>>

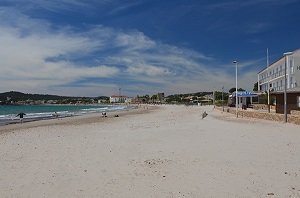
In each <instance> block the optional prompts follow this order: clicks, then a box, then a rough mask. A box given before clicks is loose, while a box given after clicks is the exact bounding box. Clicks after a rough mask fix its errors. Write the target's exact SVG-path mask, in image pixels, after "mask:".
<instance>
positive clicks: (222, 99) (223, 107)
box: [222, 86, 224, 112]
mask: <svg viewBox="0 0 300 198" xmlns="http://www.w3.org/2000/svg"><path fill="white" fill-rule="evenodd" d="M223 93H224V86H223V87H222V108H223V112H224V96H223Z"/></svg>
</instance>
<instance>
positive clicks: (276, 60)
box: [257, 48, 300, 74]
mask: <svg viewBox="0 0 300 198" xmlns="http://www.w3.org/2000/svg"><path fill="white" fill-rule="evenodd" d="M298 51H299V52H300V48H299V49H296V50H294V51H292V52H293V53H296V52H298ZM283 58H284V56H281V57H280V58H278V59H276V61H274V62H272V63H271V64H269V66H267V67H265V68H263V69H262V70H260V71H259V72H258V73H257V74H259V73H261V72H263V71H264V70H266V69H268V68H269V67H271V66H272V65H274V64H275V63H277V62H279V61H280V60H281V59H283Z"/></svg>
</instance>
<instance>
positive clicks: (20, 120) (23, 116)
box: [16, 112, 26, 123]
mask: <svg viewBox="0 0 300 198" xmlns="http://www.w3.org/2000/svg"><path fill="white" fill-rule="evenodd" d="M24 115H26V113H23V112H21V113H19V114H18V115H17V116H16V117H18V116H19V117H20V122H21V123H23V117H24Z"/></svg>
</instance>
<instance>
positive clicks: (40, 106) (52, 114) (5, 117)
mask: <svg viewBox="0 0 300 198" xmlns="http://www.w3.org/2000/svg"><path fill="white" fill-rule="evenodd" d="M128 108H130V107H128V106H125V105H124V106H121V105H16V106H14V105H0V125H6V124H10V123H15V122H18V121H19V118H18V117H17V114H19V113H21V112H23V113H25V114H26V115H25V116H24V121H34V120H41V119H51V118H55V116H54V114H55V112H56V113H57V115H58V116H59V117H60V118H62V117H69V116H77V115H83V114H88V113H99V112H110V111H117V110H126V109H128Z"/></svg>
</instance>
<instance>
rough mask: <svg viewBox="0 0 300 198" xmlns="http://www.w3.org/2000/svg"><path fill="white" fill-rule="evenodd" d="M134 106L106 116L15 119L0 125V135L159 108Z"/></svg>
mask: <svg viewBox="0 0 300 198" xmlns="http://www.w3.org/2000/svg"><path fill="white" fill-rule="evenodd" d="M134 107H135V108H130V109H125V110H117V111H108V112H106V114H107V117H103V116H102V113H100V112H99V113H89V114H83V115H75V116H66V117H58V118H49V119H37V120H31V121H24V122H23V123H20V121H16V122H14V123H11V124H7V125H1V126H0V135H2V134H3V133H7V132H11V131H14V130H22V129H30V128H36V127H44V126H51V125H80V124H91V123H97V122H104V121H107V120H111V119H112V118H115V117H114V115H118V116H119V117H122V116H127V115H135V114H143V113H148V112H150V111H153V110H156V109H158V108H159V106H153V105H140V106H138V105H134Z"/></svg>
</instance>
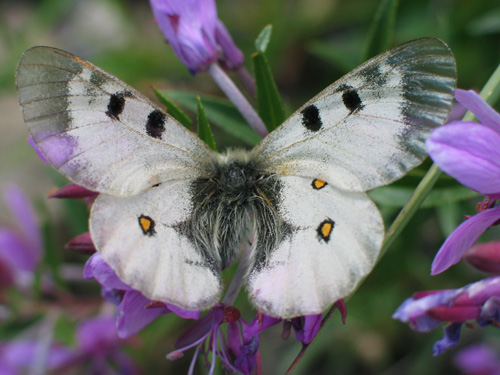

<<

• ACTION ITEM
Up to and including the line that holds "positive clicks: (20, 120) (23, 116)", restate word for word each line of the records from their start, and only those lines, leaving out the pictures.

• RESPONSE TO THE TASK
In each <instance> block the optional prompts follow this order: clicks, then a box, then a rough mask. A box given before clicks is loose, while a box given after clicks is the exact bounding box. Clicks after a rough mask fix its errors. Write the target's exact SVG-path mask, in image pixels, after "mask:".
<instance>
positive clicks: (222, 99) (223, 107)
box: [222, 86, 224, 112]
mask: <svg viewBox="0 0 300 198" xmlns="http://www.w3.org/2000/svg"><path fill="white" fill-rule="evenodd" d="M223 93H224V86H223V87H222V108H223V112H224V96H223Z"/></svg>
</instance>
<instance>
positive clicks: (276, 60)
box: [257, 48, 300, 74]
mask: <svg viewBox="0 0 300 198" xmlns="http://www.w3.org/2000/svg"><path fill="white" fill-rule="evenodd" d="M298 51H299V52H300V48H299V49H296V50H294V51H292V52H293V53H296V52H298ZM283 58H284V56H281V57H280V58H278V59H276V61H274V62H272V63H271V64H269V66H267V67H265V68H263V69H262V70H260V71H259V72H258V73H257V74H259V73H261V72H263V71H264V70H266V69H268V68H269V67H271V66H272V65H274V64H275V63H277V62H279V61H280V60H281V59H283Z"/></svg>
</instance>
<instance>
positive clicks: (20, 120) (23, 116)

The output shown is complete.